» PAGE EXTRACT:
════════

How Are Hearing Aid Batteries Different?
Size 10 hearing aid batteries are the smallest size, and these are marked with a yellow activation tab. The next size up is 312, and 312’s have a brown activation tab. Size 10 and 312 batteries are typically found in hearing aids that fit directly inside the ear canal, although 312’s can also be found in mini behind-the-ear devices.
The second-largest hearing aid battery is a size 13, and this size is marked with an orange activation tab. Size 13’s are commonly used in traditional behind-the-ear hearing aids, while the largest size battery, 675, comes with a blue tab and works with high-powered behind-the-ear devices.
Do Hearing Aid Batteries Contain Mercury?
In the past, hearing aid batteries often contained mercury, but mercury battery cells have been largely banned due to environmental and health concerns.
Modern hearing aid batteries are known as zinc-air batteries. When the user removes the color-coded tab from the battery, oxygen in the air activates the battery. This is why hearing aid batteries need to be stored with the colored tab in place, and the tab should only be removed right before the battery is installed.

════════

Stored data
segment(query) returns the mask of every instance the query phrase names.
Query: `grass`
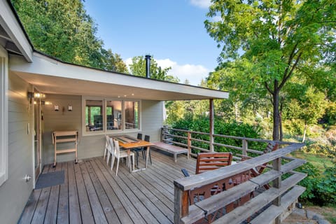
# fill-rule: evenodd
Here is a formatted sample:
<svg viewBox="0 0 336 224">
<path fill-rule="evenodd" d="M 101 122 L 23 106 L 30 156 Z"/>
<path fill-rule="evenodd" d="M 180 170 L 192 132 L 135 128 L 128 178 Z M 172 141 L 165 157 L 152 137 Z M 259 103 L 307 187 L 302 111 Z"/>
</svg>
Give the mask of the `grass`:
<svg viewBox="0 0 336 224">
<path fill-rule="evenodd" d="M 302 150 L 293 152 L 291 155 L 295 158 L 302 159 L 310 162 L 321 172 L 323 172 L 325 170 L 325 164 L 328 167 L 333 166 L 332 160 L 323 155 L 308 153 Z"/>
</svg>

════════

» TRY IT: In the text on hearing aid batteries, which tab color marks a size 13 battery?

» EXPECTED ANSWER: Orange.